PAGE TEXT —

There are many articles on YWS and elsewhere that tell how to use the comma, but I've decided to present the less commonly mentioned ones, the ones that usually are passed over in reviewing. When I see them, I mention them in my reviews, but it has become repetitive for me to explain them over and over. So, in order to have these situations written down, hopefully for someone's benefit, I will go over the two main ones with examples.

Commas and Compound Sentences:

First we'll talk about when to use them in compound sentences. What is a compound sentence? Follow this link, for Musicaloo7311 does a far better job at explaining what it is than I can (you'll also learn what she has to say atop mine).

http://www.youngwriterssociety.com/viewarticlebody.php?t=46356

Very bluntly speaking, though, compound sentences are sentences connected with words like the following: and, but, or, for (Musicaloo7311 has a better list of them in the link above).

Here are some examples:

1) I went to the park, and I bought an ice cream cone.

2) Billy wanted to win, but he is bad at baseball.

3) Will Michael go to the park, or will he stay home?

4) Wilma went to bed, but Fred was locked out by the cat again.

So do we understand what a compound sentence is? Good. Now, the ones listed above have a comma separating them, correct? Notice the words I put in bold? These words are the reason for the comma. Since it restates who it is, that means you need a comma. However, if one were to not restate who it is, then a comma isn't needed.

Here are some examples of situations where a comma isn't needed.

1) I went to the park and bought an ice cream cone. (Notice how I got rid of the second 'I'? This is why there is no comma)

2) Billy wanted to win but is bad at baseball. (This time I got rid of 'he')

3) Will Michael go to the park or stay home? (like last time, I got rid of 'he').

4) Wilma went to bed, but Fred was locked out by the cat again. (This time I couldn't get rid of the comma and the name. Why? Because we need to state that it's Fred that is stuck outside instead of Wilma, so we had to keep the comma and say it was Fred. If Wilma had gone to bed but was stuck out side, then we could make it like so:

Wilma went to bed but was locked out by the cat again.

REQUIRED TASKS —
a. Retype the passage of the comma article that opens with the words "First we'll talk" and closes with "the link above).", changing nothing.
b. In the comma article, why can't the comma and the name be dropped from "Wilma went to bed, but Fred was locked out by the cat again"?
The material after this point is separate from the comma article.

DATASET EXCERPT —

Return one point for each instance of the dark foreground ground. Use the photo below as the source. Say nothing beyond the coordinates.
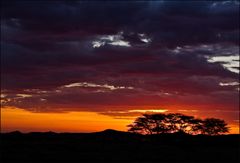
(114, 146)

TASK-BY-TASK SOLUTIONS —
a.
First we'll talk about when to use them in compound sentences. What is a compound sentence? Follow this link, for Musicaloo7311 does a far better job at explaining what it is than I can (you'll also learn what she has to say atop mine).

http://www.youngwriterssociety.com/viewarticlebody.php?t=46356

Very bluntly speaking, though, compound sentences are sentences connected with words like the following: and, but, or, for (Musicaloo7311 has a better list of them in the link above).

b. The sentence must state that Fred, not Wilma, is stuck outside, so the name has to stay. Because the subject is restated, the comma stays too.